Output every line of the rows below as a JSON list of strings, with one string per line and blank lines omitted.

* BEGIN Items *

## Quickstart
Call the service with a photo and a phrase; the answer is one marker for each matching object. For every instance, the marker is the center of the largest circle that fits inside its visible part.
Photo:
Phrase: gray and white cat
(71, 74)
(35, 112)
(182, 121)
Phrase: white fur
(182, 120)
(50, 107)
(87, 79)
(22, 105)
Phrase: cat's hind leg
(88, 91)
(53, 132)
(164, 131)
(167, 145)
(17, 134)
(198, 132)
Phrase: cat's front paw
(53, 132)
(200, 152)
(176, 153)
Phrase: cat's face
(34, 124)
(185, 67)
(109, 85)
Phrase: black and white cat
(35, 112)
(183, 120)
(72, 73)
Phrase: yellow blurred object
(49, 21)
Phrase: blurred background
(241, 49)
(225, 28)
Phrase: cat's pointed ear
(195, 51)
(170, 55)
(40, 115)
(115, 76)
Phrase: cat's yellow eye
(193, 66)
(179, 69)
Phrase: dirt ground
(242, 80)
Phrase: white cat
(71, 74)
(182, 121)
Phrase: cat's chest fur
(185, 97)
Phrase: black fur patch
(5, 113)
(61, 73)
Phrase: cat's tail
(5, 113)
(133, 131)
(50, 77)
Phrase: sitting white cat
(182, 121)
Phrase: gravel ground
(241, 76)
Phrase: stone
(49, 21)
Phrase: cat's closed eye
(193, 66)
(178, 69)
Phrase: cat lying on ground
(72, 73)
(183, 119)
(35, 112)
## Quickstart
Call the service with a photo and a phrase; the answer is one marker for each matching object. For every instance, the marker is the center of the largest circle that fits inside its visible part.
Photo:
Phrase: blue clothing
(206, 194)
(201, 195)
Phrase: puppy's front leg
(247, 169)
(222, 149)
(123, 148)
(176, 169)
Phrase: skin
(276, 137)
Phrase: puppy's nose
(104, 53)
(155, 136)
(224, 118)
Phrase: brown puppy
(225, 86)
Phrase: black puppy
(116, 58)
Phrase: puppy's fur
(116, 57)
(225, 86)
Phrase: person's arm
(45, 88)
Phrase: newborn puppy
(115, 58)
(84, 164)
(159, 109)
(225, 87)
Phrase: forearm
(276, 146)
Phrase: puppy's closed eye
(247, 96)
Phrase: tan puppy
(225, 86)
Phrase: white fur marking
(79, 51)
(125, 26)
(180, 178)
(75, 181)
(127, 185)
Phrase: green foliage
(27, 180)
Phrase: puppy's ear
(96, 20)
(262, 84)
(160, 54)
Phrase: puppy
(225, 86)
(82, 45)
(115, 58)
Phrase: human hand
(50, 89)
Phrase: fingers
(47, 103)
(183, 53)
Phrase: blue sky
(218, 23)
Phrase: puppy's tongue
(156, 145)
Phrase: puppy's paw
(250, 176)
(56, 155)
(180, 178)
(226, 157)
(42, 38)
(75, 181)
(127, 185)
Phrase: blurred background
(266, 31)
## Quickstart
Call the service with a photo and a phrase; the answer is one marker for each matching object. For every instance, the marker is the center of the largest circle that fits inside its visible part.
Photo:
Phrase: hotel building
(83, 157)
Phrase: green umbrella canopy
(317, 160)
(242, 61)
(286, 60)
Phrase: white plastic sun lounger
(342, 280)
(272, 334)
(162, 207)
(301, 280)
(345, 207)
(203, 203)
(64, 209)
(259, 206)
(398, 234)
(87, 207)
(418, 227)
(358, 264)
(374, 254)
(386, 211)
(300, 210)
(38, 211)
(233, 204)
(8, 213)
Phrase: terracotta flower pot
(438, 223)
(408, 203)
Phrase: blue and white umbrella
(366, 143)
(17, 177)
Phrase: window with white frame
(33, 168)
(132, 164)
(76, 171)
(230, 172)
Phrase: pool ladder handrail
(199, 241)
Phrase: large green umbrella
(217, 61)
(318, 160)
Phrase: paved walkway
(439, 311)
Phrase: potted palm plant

* END Items *

- Result of the task
[
  "## Quickstart",
  "Call the service with a photo and a phrase; the answer is one marker for each matching object. For every instance, the marker is the center of the largest circle that fits inside its visible part.",
  "Photo:",
  "Phrase: gray and white cat",
  "(71, 74)",
  "(35, 112)",
  "(182, 121)",
  "Phrase: white fur",
  "(182, 120)",
  "(50, 107)",
  "(87, 79)",
  "(22, 105)",
  "Phrase: cat's hind leg",
  "(88, 91)",
  "(53, 132)",
  "(164, 131)",
  "(167, 145)",
  "(17, 134)",
  "(198, 132)",
  "Phrase: cat's front paw",
  "(53, 132)",
  "(200, 152)",
  "(176, 153)",
  "Phrase: cat's face",
  "(34, 124)",
  "(185, 67)",
  "(109, 85)",
  "Phrase: black and white cat",
  "(35, 112)",
  "(183, 120)",
  "(72, 73)",
  "Phrase: yellow blurred object",
  "(49, 21)",
  "Phrase: blurred background",
  "(241, 49)",
  "(225, 28)",
  "Phrase: cat's pointed ear",
  "(195, 51)",
  "(170, 55)",
  "(40, 115)",
  "(115, 76)",
  "Phrase: cat's yellow eye",
  "(193, 66)",
  "(179, 69)",
  "Phrase: dirt ground",
  "(242, 80)",
  "Phrase: white cat",
  "(71, 74)",
  "(182, 121)",
  "Phrase: cat's chest fur",
  "(185, 97)",
  "Phrase: black fur patch",
  "(5, 113)",
  "(61, 73)",
  "Phrase: cat's tail",
  "(5, 113)",
  "(133, 131)",
  "(50, 77)",
  "Phrase: sitting white cat",
  "(182, 121)",
  "Phrase: gravel ground",
  "(241, 76)",
  "Phrase: stone",
  "(49, 21)",
  "Phrase: cat's closed eye",
  "(193, 66)",
  "(178, 69)",
  "Phrase: cat lying on ground",
  "(72, 73)",
  "(183, 119)",
  "(35, 112)",
  "## Quickstart",
  "Call the service with a photo and a phrase; the answer is one marker for each matching object. For every instance, the marker is the center of the largest circle that fits inside its visible part.",
  "Photo:",
  "Phrase: blue clothing",
  "(206, 194)",
  "(201, 195)",
  "Phrase: puppy's front leg",
  "(247, 169)",
  "(222, 149)",
  "(123, 148)",
  "(176, 169)",
  "Phrase: skin",
  "(276, 137)",
  "Phrase: puppy's nose",
  "(104, 53)",
  "(155, 136)",
  "(224, 118)",
  "Phrase: brown puppy",
  "(225, 86)",
  "Phrase: black puppy",
  "(116, 58)",
  "Phrase: puppy's fur",
  "(116, 57)",
  "(225, 86)",
  "Phrase: person's arm",
  "(45, 88)",
  "Phrase: newborn puppy",
  "(115, 58)",
  "(84, 164)",
  "(159, 109)",
  "(225, 87)",
  "Phrase: forearm",
  "(276, 146)",
  "Phrase: puppy's closed eye",
  "(247, 96)",
  "Phrase: tan puppy",
  "(225, 86)",
  "Phrase: white fur marking",
  "(79, 51)",
  "(125, 26)",
  "(180, 178)",
  "(75, 181)",
  "(127, 185)",
  "Phrase: green foliage",
  "(27, 180)",
  "Phrase: puppy's ear",
  "(96, 20)",
  "(262, 84)",
  "(160, 54)",
  "Phrase: puppy",
  "(225, 86)",
  "(82, 45)",
  "(115, 58)",
  "Phrase: human hand",
  "(50, 89)",
  "Phrase: fingers",
  "(47, 103)",
  "(183, 53)",
  "Phrase: blue sky",
  "(218, 23)",
  "Phrase: puppy's tongue",
  "(156, 145)",
  "Phrase: puppy's paw",
  "(250, 176)",
  "(56, 155)",
  "(180, 178)",
  "(226, 157)",
  "(42, 38)",
  "(75, 181)",
  "(127, 185)",
  "Phrase: blurred background",
  "(266, 31)",
  "## Quickstart",
  "Call the service with a photo and a phrase; the answer is one marker for each matching object. For every instance, the marker is the center of the largest circle that fits inside its visible part.",
  "Photo:",
  "Phrase: hotel building",
  "(83, 157)",
  "Phrase: green umbrella canopy",
  "(317, 160)",
  "(242, 61)",
  "(286, 60)",
  "Phrase: white plastic sun lounger",
  "(342, 280)",
  "(272, 334)",
  "(162, 207)",
  "(301, 280)",
  "(345, 207)",
  "(203, 203)",
  "(64, 209)",
  "(259, 206)",
  "(398, 234)",
  "(87, 207)",
  "(418, 227)",
  "(358, 264)",
  "(374, 254)",
  "(386, 211)",
  "(300, 210)",
  "(38, 211)",
  "(233, 204)",
  "(8, 213)",
  "Phrase: terracotta flower pot",
  "(438, 223)",
  "(408, 203)",
  "Phrase: blue and white umbrella",
  "(366, 143)",
  "(17, 177)",
  "Phrase: window with white frame",
  "(33, 168)",
  "(132, 164)",
  "(76, 171)",
  "(230, 172)",
  "Phrase: pool ladder handrail",
  "(199, 241)",
  "Phrase: large green umbrella",
  "(217, 61)",
  "(318, 160)",
  "Phrase: paved walkway",
  "(439, 311)",
  "Phrase: potted palm plant"
]